* DIRECTIONS FOR THIS TASK: Instruction for the entries that follow: retype exactly the lines from the line with "Target phrase: husky dog" to the line with "Target phrase: dog's black nose", both included, and omit all others.

=-=-=-=-=

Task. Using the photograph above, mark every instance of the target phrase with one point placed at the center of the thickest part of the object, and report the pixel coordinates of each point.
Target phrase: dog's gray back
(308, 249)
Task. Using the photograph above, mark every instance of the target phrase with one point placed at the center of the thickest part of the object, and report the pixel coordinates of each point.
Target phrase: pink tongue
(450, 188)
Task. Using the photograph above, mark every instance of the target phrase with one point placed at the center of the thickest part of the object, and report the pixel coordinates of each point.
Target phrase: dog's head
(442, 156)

=-=-=-=-=

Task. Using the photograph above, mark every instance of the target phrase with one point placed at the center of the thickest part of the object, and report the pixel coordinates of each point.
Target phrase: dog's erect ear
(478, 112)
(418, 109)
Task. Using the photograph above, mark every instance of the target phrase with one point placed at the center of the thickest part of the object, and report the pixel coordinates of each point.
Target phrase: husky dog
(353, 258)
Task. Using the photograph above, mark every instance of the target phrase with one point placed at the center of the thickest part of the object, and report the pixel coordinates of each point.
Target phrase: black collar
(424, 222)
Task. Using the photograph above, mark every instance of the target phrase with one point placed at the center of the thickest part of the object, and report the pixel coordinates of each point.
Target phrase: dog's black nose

=-=-=-=-=

* REPLY TO THE TASK:
Target phrase: husky dog
(353, 258)
Task. Using the photograph above, mark every instance of the target phrase with one point placed at the center of the thickest part of the object, and report the pixel coordinates of each point.
Target phrase: black collar
(424, 222)
Task. Using the photograph above, mark every instance of the target phrase with one point placed at the center of the thickest part of the object, and report the pixel coordinates of each point.
Target phrase: dog's black nose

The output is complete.